- **PASSAGE**:
++++++++++++++++++++
Nothing
#' Model missing time series data
#'
#' Returns an object of class "tsrobprep" which contains the original data and
#' the modelled missing values to be imputed. The function model_missing_data
#' models missing values in a time series data using a robust time series
#' decomposition with the weighted lasso or the quantile regression. The model
#' uses autoregression on the time series as explanatory variables as well as
#' the provided external variables. The function is designed for numerical data
#' only.
#' @param data an input vector, matrix or data frame of dimension nobs x nvars
#' containing missing values; each column is a variable.
#' @param S a number or vector describing the seasonalities (S_1, ..., S_K) in
#' the data, e.g. c(24, 168) if the data consists of 24 observations per day
#' and there is a weekly seasonality in the data.
++++++++++++++++++++
- **PROVIDED RECORDS**:
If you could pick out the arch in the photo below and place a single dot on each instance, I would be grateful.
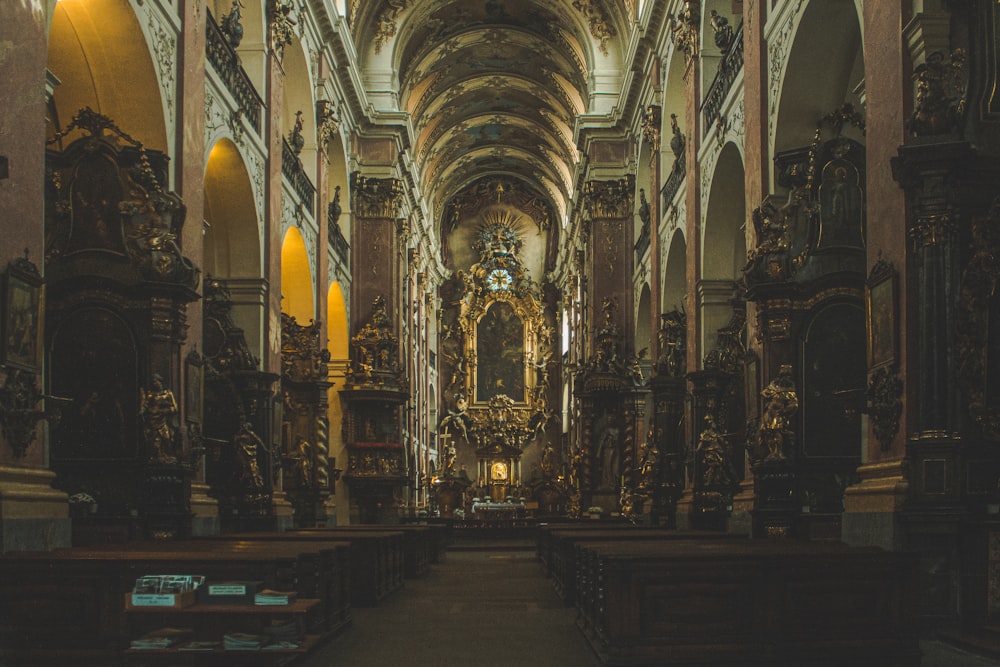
(675, 275)
(98, 52)
(252, 50)
(337, 331)
(723, 249)
(232, 242)
(643, 330)
(298, 96)
(823, 68)
(296, 278)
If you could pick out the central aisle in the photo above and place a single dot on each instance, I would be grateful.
(475, 609)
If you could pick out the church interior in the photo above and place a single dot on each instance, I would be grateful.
(328, 284)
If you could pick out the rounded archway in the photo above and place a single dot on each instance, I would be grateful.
(675, 275)
(723, 249)
(824, 69)
(232, 242)
(98, 53)
(296, 278)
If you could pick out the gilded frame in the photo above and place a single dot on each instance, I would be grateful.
(881, 311)
(194, 388)
(22, 316)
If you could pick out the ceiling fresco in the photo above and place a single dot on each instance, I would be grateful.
(494, 89)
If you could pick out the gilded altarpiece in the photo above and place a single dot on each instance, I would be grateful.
(307, 472)
(807, 275)
(375, 389)
(497, 342)
(118, 289)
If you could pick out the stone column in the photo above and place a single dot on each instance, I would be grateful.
(35, 516)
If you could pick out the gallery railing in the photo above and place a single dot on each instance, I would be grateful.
(672, 185)
(732, 63)
(291, 167)
(227, 65)
(335, 237)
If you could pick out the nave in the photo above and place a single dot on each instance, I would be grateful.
(487, 606)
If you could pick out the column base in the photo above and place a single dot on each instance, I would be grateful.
(206, 519)
(33, 515)
(871, 507)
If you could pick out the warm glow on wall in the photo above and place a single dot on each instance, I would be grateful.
(296, 279)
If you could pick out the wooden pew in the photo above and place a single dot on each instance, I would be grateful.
(376, 557)
(418, 544)
(748, 603)
(71, 602)
(566, 546)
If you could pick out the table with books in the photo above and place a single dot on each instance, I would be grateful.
(210, 622)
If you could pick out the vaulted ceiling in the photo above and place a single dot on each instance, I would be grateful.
(493, 89)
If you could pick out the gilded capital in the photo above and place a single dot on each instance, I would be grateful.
(610, 199)
(376, 197)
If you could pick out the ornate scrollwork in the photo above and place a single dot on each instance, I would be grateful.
(376, 347)
(150, 220)
(19, 415)
(329, 123)
(651, 128)
(672, 337)
(885, 404)
(775, 438)
(376, 197)
(282, 25)
(609, 199)
(608, 367)
(978, 356)
(684, 29)
(303, 357)
(939, 97)
(230, 25)
(600, 27)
++++++++++++++++++++
- **STATED EXERCISE A**:
Quote the function documentation, beginning at the words "#' @param S" and stopping after "in the data.".
- **STATED EXERCISE B**:
Show every line of the rows that contains the word "column", treating uppercase and lowercase as different.

- **FULL RESPONSE A**:
#' @param S a number or vector describing the seasonalities (S_1, ..., S_K) in
#' the data, e.g. c(24, 168) if the data consists of 24 observations per day
#' and there is a weekly seasonality in the data.

- **FULL RESPONSE B**:
If you could pick out the stone column in the photo above and place a single dot on each instance, I would be grateful.
If you could pick out the column base in the photo above and place a single dot on each instance, I would be grateful.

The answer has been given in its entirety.